## [TASK DESCRIPTION]
Copy every record word for word. Pictures are not part of the copy.

======== INPUT MATERIAL ========

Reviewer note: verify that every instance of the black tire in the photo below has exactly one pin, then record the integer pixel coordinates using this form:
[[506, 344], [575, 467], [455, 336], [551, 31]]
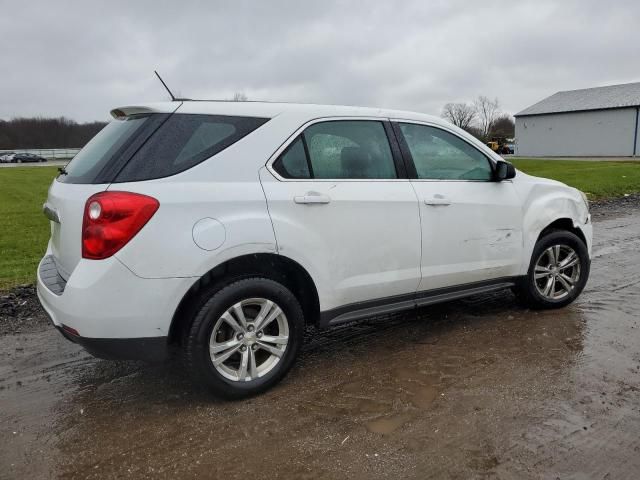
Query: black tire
[[526, 290], [213, 305]]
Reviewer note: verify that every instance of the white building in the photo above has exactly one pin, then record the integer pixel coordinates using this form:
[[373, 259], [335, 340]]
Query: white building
[[591, 122]]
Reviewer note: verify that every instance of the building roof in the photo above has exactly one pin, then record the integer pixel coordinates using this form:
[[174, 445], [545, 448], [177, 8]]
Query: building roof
[[598, 98]]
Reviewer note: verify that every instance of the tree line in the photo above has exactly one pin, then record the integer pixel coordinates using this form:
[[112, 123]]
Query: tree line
[[46, 133], [482, 118]]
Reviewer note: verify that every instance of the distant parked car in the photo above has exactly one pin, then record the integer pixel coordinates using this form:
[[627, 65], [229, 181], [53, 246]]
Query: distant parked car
[[27, 157], [7, 157]]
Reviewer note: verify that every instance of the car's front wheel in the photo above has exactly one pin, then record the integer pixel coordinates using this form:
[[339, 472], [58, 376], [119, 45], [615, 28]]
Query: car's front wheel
[[558, 271], [244, 338]]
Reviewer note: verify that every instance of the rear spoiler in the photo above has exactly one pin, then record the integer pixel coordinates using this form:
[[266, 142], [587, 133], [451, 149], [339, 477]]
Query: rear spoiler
[[165, 107]]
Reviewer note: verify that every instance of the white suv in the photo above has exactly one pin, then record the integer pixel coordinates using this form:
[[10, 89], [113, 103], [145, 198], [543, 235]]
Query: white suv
[[226, 227]]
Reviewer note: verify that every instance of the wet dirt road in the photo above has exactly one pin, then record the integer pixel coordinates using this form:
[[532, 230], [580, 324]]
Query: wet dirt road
[[473, 389]]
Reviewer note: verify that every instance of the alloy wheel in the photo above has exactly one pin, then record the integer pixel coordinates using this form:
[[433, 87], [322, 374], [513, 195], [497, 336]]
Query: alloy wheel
[[557, 272], [249, 339]]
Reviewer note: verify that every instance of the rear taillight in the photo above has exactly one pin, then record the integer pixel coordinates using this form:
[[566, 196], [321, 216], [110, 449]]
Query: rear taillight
[[111, 219]]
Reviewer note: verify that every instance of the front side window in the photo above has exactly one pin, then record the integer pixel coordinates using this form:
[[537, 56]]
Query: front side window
[[349, 149], [440, 155], [341, 149]]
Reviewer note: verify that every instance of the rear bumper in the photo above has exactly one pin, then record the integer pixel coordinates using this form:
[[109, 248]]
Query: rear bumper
[[153, 349], [115, 313]]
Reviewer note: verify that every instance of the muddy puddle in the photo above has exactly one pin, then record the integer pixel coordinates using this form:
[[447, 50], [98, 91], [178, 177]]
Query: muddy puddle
[[479, 388]]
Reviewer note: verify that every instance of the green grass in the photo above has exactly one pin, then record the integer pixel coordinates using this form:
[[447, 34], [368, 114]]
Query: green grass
[[24, 230], [598, 179]]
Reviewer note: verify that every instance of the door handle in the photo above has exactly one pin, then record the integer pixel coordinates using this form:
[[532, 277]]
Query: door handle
[[312, 197], [437, 201]]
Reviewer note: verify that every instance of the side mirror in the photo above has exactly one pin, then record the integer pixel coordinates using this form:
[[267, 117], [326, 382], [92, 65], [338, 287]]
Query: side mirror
[[504, 170]]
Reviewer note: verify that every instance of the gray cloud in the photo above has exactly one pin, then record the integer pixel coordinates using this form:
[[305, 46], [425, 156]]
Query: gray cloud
[[80, 59]]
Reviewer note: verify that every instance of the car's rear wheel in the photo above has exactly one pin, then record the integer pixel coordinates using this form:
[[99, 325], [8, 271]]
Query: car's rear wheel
[[244, 338], [558, 271]]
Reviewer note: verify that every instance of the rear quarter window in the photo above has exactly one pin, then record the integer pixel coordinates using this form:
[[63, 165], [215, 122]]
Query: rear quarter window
[[184, 141]]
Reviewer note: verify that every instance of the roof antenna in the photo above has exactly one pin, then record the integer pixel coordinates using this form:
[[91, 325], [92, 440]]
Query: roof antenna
[[173, 99]]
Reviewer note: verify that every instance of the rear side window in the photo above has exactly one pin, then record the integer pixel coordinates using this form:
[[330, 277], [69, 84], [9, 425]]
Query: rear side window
[[103, 149], [293, 162], [184, 141], [340, 149]]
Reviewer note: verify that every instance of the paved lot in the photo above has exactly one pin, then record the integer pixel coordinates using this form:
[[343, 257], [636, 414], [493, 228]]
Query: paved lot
[[473, 389]]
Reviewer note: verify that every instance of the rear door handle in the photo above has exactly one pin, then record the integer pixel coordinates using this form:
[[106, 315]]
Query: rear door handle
[[437, 201], [312, 197]]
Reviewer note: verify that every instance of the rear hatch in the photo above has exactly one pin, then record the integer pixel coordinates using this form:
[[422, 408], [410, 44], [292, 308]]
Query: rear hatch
[[140, 144], [91, 171]]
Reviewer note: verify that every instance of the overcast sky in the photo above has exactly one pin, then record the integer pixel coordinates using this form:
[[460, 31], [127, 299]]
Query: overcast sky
[[81, 59]]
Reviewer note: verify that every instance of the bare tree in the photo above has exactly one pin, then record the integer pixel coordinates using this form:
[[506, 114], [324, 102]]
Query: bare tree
[[240, 97], [487, 112], [460, 114], [504, 126]]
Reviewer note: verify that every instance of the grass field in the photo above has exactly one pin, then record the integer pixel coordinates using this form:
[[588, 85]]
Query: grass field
[[597, 179], [24, 230]]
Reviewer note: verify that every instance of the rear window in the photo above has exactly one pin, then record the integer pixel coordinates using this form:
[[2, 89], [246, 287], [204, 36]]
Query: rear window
[[145, 147], [183, 141]]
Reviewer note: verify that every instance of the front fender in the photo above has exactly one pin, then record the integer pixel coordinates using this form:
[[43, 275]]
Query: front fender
[[545, 203]]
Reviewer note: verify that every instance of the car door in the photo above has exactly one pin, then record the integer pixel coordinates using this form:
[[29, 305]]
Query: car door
[[471, 224], [342, 207]]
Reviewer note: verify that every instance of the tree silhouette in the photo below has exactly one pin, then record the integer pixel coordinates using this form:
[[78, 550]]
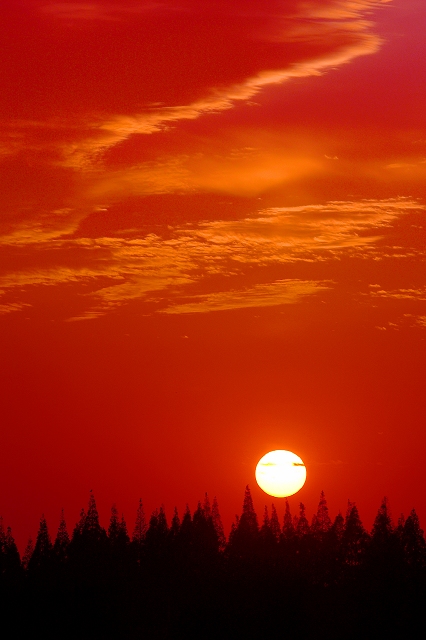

========

## [EXERCISE RESPONSE]
Reviewer note: verify that every instance of the black tire in the photo below has exactly one pin, then record the integer pixel coordinates using this form:
[[506, 344], [575, 467], [455, 336], [551, 31]]
Query: black tire
[[526, 290], [213, 305]]
Reviewer note: verify that every instance of the white building in the photo above has exactly one pin, then record the integer pixel coordinates using this form:
[[373, 259], [335, 340]]
Query: white building
[[591, 122]]
Reviewer note: verify that every instance of the building roof in the photo above has exactly one pin, then record the integer pixel coordinates using this form:
[[174, 445], [545, 448], [177, 8]]
Query: building roof
[[598, 98]]
Reviewer note: verify that every instance of the tree line in the photo above has exactly one pin, then record the integer pixel coordinates using this form:
[[112, 123]]
Query: tree line
[[46, 133], [482, 118]]
Reviewer note: verify that every instance of the distant parked car in the photo above has exactly one pin, then record the integer pixel coordinates using this form:
[[627, 65], [229, 181], [53, 246]]
Query: distant parked car
[[27, 157], [7, 157]]
Reviewer note: verify that every instance of the car's front wheel in the photo above has exactly one pin, then record the integer pixel coordinates using this form:
[[339, 472], [58, 376], [119, 45], [615, 28]]
Query: car's front wheel
[[558, 271], [244, 338]]
Reviewer note: verify that every instance of the rear spoiler in the photo above has exactly one pin, then record the integer pixel coordinates using this form:
[[266, 142], [587, 133], [451, 149], [339, 477]]
Query: rear spoiler
[[165, 107]]
Reviewer note: verify that every instance of the white suv in the photo above has exactly one pin, then record the integer pixel coordinates using this form:
[[10, 89], [113, 103], [145, 198], [543, 235]]
Query: white suv
[[226, 227]]
Reviewer note: verify that every instance of the wet dirt road in the photo above has exactly one pin, then record the integer pixel coordinates using this form:
[[532, 230], [580, 324]]
Query: wet dirt road
[[473, 389]]
Reviewer note: verify that every instance of the alloy wheel in the photo above has exactly one pin, then record the integer pixel coordinates using this form:
[[433, 87], [322, 374], [513, 195], [497, 336]]
Query: alloy wheel
[[557, 272], [249, 339]]
Reviewer note: verify that every instance of the rear taillight in the photo above has exactly one pin, then record the integer pixel coordinates using this form:
[[566, 196], [321, 216], [110, 449]]
Query: rear taillight
[[111, 219]]
Reviewer note: verify that every instance of the front side window in the photo above has exactly one pin, then record the integer pixel coordinates using this form:
[[537, 56]]
Query: front side window
[[349, 149], [440, 155], [341, 149]]
Reviewer note: verify that every instance of the rear bumper in the photo above has exactly one pin, then record the integer pixel coordinates using this form:
[[109, 248]]
Query: rear bumper
[[153, 349], [115, 313]]
Reviewer note: verify that every instance of the muddy puddle in the photo above has exactly one pin, then record the integer pixel coordinates using this form:
[[447, 50], [98, 91], [178, 177]]
Query: muddy puddle
[[479, 388]]
Reviewer note: verify that every instance of the green grass in the photo above has exactly one pin, then record the integer pixel coordinates using this form:
[[447, 34], [368, 114]]
Query: green grass
[[24, 230], [598, 179]]
Reviewer note: verify that every instance of the door handle in the photo above has exactly one pin, then record the integer pixel coordinates using this form:
[[532, 277]]
Query: door handle
[[312, 197], [437, 201]]
Reviewer note: verify that every instance of the side mirror in the photo above has exactly one pin, then record the integer pixel coordinates using this form:
[[267, 117], [326, 382], [92, 65], [338, 287]]
Query: side mirror
[[504, 170]]
Reviewer note: verify that every instance of the gray cloud in the photo above has exactly one pin, then record the integer pixel coordinates using this form:
[[305, 46], [425, 156]]
Query: gray cloud
[[80, 59]]
Reviewer note: verify that every instance of the car's rear wheel in the photo above has exactly one pin, then record the integer pixel coordinates using this form:
[[99, 325], [8, 271]]
Query: car's rear wheel
[[244, 338], [558, 271]]
Reviewer note: verify that every instance of the rear quarter window in the photo above has exactly one pin, then record the integer pixel coordinates using this form:
[[63, 165], [215, 122]]
Query: rear quarter window
[[184, 141]]
Reviewer note: verify that every instance of the roof antenna in the photo above has exactly one pin, then record the integer pixel coordinates using this form:
[[91, 325], [92, 440]]
Query: roof antenna
[[173, 99]]
Reviewer note: verify that every instance of the rear side window in the photo above has exactly one pin, then record the integer pixel coordinates using this form:
[[330, 277], [69, 84], [9, 425]]
Query: rear side window
[[103, 149], [293, 162], [184, 141], [340, 149]]
Reviewer note: verify that every instance of the paved lot in the photo above has exactly one pin, then record the integer pixel coordinates using this form:
[[343, 257], [636, 414], [493, 228]]
Query: paved lot
[[473, 389]]
Reviewer note: verify that every instance of the rear door handle in the photo above has exactly one pin, then record the integer pixel coordinates using this form:
[[106, 315]]
Query: rear door handle
[[437, 201], [312, 197]]
Reviewer note: verify that every instance of the rear hatch in the photo above has exactly one pin, then record the integer pixel coordinates using this form:
[[422, 408], [410, 44], [292, 308]]
Query: rear hatch
[[140, 144], [91, 171]]
Reviewer note: verify that every instance of the overcast sky in the photo above has exactly one pin, then record the integer pixel coordinates using this form:
[[460, 31], [127, 299]]
Query: overcast sky
[[81, 59]]
Reviewer note: verify that every instance of the bare tree in the photo above has exactly one pin, then record the integer pixel coordinates using this form:
[[506, 114], [324, 102]]
Query: bare tree
[[240, 97], [487, 112], [460, 114], [504, 126]]
Reviewer note: verify that every instance of the grass field in the photo above has exactly one pin, then record the integer pixel coordinates using this form:
[[588, 85]]
Query: grass field
[[597, 179], [24, 230]]
Reviewer note: verify that every instance of the rear window in the photo above has exactly one pin, then record the integer pixel coordinates using this form:
[[2, 89], [246, 287], [204, 36]]
Query: rear window
[[145, 147], [183, 141]]
Reviewer note: verify that every instance of the front fender in the photo above has exactly one pin, then record the integer pixel coordinates using this form:
[[43, 275]]
Query: front fender
[[545, 203]]
Reviewer note: verify that every instance of the car door in the photo above has exactly one pin, then record the integer pixel coordinates using this form:
[[29, 305]]
Query: car door
[[471, 224], [342, 207]]
Reviewer note: verify that every instance of the tree silhouette in the photo below has exactly one pin, then record the integer pixel coordinates using this form:
[[78, 550]]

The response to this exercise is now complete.